What to do: Every record below must come back exactly as written, with the images dropped.

────────

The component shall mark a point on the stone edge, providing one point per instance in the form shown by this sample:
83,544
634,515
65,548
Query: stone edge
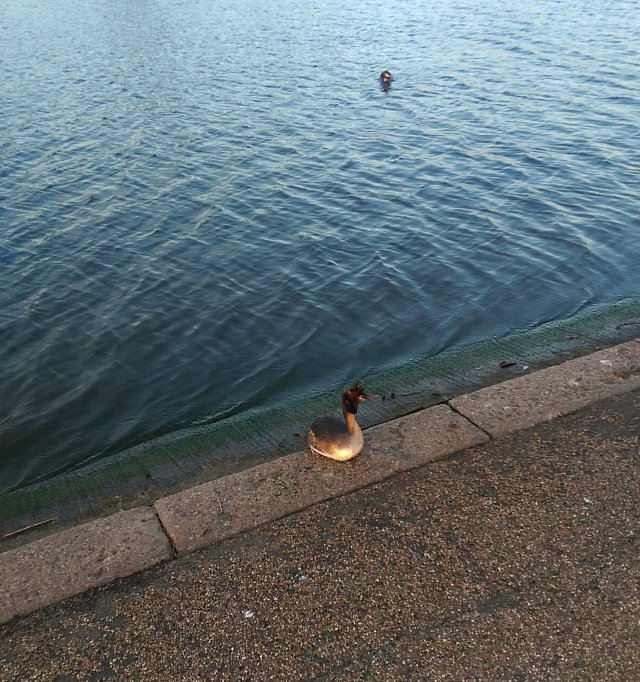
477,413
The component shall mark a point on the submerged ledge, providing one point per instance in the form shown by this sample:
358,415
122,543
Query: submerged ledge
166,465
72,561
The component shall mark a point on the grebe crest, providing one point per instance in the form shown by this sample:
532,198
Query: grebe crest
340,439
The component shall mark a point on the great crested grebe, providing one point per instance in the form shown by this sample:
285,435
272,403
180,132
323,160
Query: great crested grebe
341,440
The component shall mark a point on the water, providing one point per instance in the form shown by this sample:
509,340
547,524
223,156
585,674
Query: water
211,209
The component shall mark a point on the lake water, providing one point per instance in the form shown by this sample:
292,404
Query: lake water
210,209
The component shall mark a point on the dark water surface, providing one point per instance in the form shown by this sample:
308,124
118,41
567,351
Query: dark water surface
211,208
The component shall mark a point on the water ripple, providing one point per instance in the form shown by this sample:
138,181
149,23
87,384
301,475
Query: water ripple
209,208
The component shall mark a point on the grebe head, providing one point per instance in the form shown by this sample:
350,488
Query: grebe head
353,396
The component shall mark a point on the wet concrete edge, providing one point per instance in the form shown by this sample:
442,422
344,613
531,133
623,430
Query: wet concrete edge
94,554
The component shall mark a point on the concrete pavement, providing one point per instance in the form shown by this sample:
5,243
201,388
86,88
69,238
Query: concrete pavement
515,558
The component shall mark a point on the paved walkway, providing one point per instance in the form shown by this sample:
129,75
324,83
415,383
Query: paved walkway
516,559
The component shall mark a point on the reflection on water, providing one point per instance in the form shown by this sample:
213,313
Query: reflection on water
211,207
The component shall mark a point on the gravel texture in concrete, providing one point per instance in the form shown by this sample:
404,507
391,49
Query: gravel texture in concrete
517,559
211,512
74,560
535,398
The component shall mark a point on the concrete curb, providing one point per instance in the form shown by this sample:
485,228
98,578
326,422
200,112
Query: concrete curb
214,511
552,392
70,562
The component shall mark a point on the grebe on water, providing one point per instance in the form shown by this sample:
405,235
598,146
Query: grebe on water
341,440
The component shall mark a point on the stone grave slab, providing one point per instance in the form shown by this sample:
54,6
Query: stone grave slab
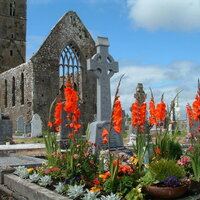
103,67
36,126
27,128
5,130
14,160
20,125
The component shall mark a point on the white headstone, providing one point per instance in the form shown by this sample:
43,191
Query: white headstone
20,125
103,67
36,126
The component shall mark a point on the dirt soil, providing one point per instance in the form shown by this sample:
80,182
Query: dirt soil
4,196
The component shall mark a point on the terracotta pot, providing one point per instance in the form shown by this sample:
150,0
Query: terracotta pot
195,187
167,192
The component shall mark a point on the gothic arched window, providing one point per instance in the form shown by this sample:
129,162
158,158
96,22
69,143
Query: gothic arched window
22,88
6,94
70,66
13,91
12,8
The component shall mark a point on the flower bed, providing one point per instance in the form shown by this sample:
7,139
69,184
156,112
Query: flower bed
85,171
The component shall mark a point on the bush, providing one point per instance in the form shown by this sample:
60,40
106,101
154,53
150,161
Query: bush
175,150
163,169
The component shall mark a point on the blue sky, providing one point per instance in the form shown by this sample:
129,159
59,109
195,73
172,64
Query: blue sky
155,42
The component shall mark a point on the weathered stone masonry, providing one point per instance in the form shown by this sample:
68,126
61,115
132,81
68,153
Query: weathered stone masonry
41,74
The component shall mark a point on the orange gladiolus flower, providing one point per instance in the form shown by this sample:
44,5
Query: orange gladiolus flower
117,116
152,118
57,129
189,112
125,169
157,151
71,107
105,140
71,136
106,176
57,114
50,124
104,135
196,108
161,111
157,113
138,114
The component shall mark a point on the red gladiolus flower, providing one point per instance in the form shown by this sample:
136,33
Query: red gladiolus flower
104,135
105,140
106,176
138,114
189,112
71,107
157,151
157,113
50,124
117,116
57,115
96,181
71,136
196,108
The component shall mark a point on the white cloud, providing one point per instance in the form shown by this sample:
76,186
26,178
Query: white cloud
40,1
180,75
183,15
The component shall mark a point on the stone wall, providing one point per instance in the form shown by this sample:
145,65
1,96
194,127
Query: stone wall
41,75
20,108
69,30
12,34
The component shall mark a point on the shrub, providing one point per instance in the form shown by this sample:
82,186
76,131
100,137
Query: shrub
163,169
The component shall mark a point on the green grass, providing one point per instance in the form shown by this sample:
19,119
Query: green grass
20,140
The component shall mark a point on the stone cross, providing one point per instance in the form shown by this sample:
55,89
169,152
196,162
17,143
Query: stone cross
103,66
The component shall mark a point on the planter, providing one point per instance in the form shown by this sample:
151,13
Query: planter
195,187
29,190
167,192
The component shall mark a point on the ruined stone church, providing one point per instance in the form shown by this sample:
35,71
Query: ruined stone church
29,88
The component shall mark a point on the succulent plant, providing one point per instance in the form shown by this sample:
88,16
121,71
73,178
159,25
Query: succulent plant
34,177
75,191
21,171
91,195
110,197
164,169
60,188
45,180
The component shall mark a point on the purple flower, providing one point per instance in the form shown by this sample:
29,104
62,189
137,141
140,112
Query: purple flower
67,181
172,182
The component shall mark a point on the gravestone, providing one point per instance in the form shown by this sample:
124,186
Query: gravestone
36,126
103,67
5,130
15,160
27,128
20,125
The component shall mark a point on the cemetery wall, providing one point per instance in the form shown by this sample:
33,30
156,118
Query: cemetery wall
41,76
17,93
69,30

────────

Exercise result:
The component shall mark a point on the stone edge, providing one point per instance in the form shown by this sample:
83,544
634,515
65,548
Query: stone edge
477,413
The component shall mark a point on the submerged ledge, providing one point per instance in the form shown by this sample:
358,415
122,543
Query: submerged ledge
166,465
72,561
The component shall mark a point on the grebe crest, providing one point per instance in the form shown by this sample:
532,198
Query: grebe crest
340,439
The component shall mark a point on the great crested grebe, providing one point per instance in the form shown by this sample:
285,435
272,403
180,132
323,160
Query: great crested grebe
341,440
The component shall mark a point on the water, providing one point per instance in the form shown by this sample:
509,340
547,524
223,156
585,674
Query: water
211,209
The component shall mark a point on the lake water, providing one point per instance in the form shown by this sample:
292,404
Query: lake water
210,209
The component shall mark a point on the dark water surface, providing one point per instance in the form shown by this sample:
308,124
118,41
567,351
Query: dark water surface
211,208
The component shall mark a point on the water ripple, providing one point per instance in the form shown by this sample:
138,181
149,23
87,384
301,475
Query: water ripple
209,208
The component shall mark a point on the grebe head, providing one point per instance in the form shown by this sample:
350,488
Query: grebe head
353,396
The component shall mark a point on the wet concrete edge, providing one point per instance in the form shown by this sample:
442,422
344,613
531,133
623,430
Query: wet concrete edge
94,554
The component shall mark a point on the concrete pavement, providing one point per instance in the form shown by this sample:
5,243
201,388
86,88
69,238
Query: concrete pavement
515,558
The component shall mark a point on the paved walkway, providing one point per instance in the form shown by this sample:
129,75
324,83
415,383
Query: paved walkway
516,559
The component shall mark a point on the reflection on water, providing one point per instance in the form shown by this sample:
213,313
Query: reflection on water
211,207
The component shall mark a point on the gravel texture in concrete, providing one point per instance in the form shown by this sample:
404,507
391,49
Query: gravel texture in concrete
517,559
211,512
74,560
535,398
The component shall mark a point on the concrete curb, providing one point per instance in the form shown by this sample:
485,228
98,578
326,422
200,112
Query: concrete curb
214,511
552,392
70,562
The component shall mark a point on the grebe on water, providing one point per instance in the form shown by this sample:
405,235
598,146
Query: grebe on water
341,440
The component shall mark a point on the stone grave slab, providing one point per instance in the form shown by this sample:
54,6
Query: stone grave slab
103,67
36,126
27,128
5,130
14,160
20,125
The component shall mark a point on the white headstone, providing one point per instance in the form shown by this sample:
43,191
Query: white headstone
20,125
103,67
36,126
The component shall mark a point on the dirt soil, providing one point per instance in the form shown by this sample:
80,182
Query: dirt soil
4,196
The component shall mark a point on the terracotta pot, providing one point per instance in the form shown by this sample:
150,0
Query: terracotta pot
195,187
167,192
The component shall mark a point on the gothic arched window, providing one point per instance in the form shown by this sample:
129,162
158,158
96,22
69,143
Query: gothic arched window
22,88
6,94
70,66
13,91
12,8
The component shall mark a point on the flower bed, providing one point per instance in the form shown by this sample:
7,139
69,184
156,112
Query: flower bed
85,171
The component shall mark a point on the bush, providing one point per instance in the form shown by this sample:
60,40
106,101
154,53
150,161
Query: bush
175,150
163,169
The component shall mark a point on the blue sky, providing one point per instance in the form shown by this sample:
129,159
59,109
195,73
172,64
Query: blue sky
155,42
The component shall mark a point on the weathered stone masonry, providing one point per instance in the form shown by this sample:
68,126
61,115
132,81
68,153
Query: weathered stone masonry
41,74
The component shall mark a point on the orange gladiolus flower, providing one point per instance in the form shown by this sample:
44,5
Query: orange gladiolus flower
117,116
152,118
57,129
189,112
125,169
157,151
71,107
105,140
71,136
106,176
57,114
50,124
104,135
196,108
161,111
157,113
138,114
The component shall mark a point on the red gladiolus flower, providing one point per instance in the form shown by this sample:
136,33
Query: red gladiolus flower
104,135
105,140
106,176
138,114
189,112
71,107
157,151
157,113
50,124
117,116
57,115
96,181
71,136
196,108
The component shall mark a point on the white cloud, providing one point per instance in the form shown by this sample:
76,186
26,178
Query: white cloud
40,1
180,75
183,15
The component shall mark a point on the stone wall, providing one point per instance in the form shown by this sample:
145,65
1,96
194,127
Query: stone wall
41,75
20,108
69,30
12,34
The component shall mark a point on the shrub, providing one point per instance in the form shown by this sample:
82,186
76,131
100,137
Query: shrub
163,169
The component shall mark a point on the green grass, providing one point per instance in the form shown by this sample:
19,119
Query: green grass
20,140
The component shall mark a point on the stone cross, providing one point per instance in the form shown by this sample:
55,89
169,152
196,162
17,143
Query: stone cross
103,66
The component shall mark a point on the planter, providing one point per instance in the form shown by this sample:
151,13
Query: planter
195,187
29,190
167,192
The component shall mark a point on the ruined stone church, providing one point per instance in the form shown by this sample:
35,71
Query: ruined stone church
29,88
The component shall mark a point on the succulent plant, providing one point per instance in the form shown by this sample:
88,16
121,71
73,178
159,25
Query: succulent plant
34,177
75,191
21,171
91,195
110,197
164,169
60,188
45,180
The component shall mark a point on the purple flower, providing one point per instance in the form shown by this sample:
29,104
62,189
137,141
140,112
Query: purple flower
67,181
172,182
The component shall mark a point on the gravestone, providing one point per instance in the form shown by this sample:
124,186
Query: gravestone
36,126
103,67
5,130
15,160
27,128
20,125
The component shall mark a point on the cemetery wall, providing one point per instance in the form shown by this sample:
33,30
156,118
Query: cemetery wall
41,76
17,93
69,30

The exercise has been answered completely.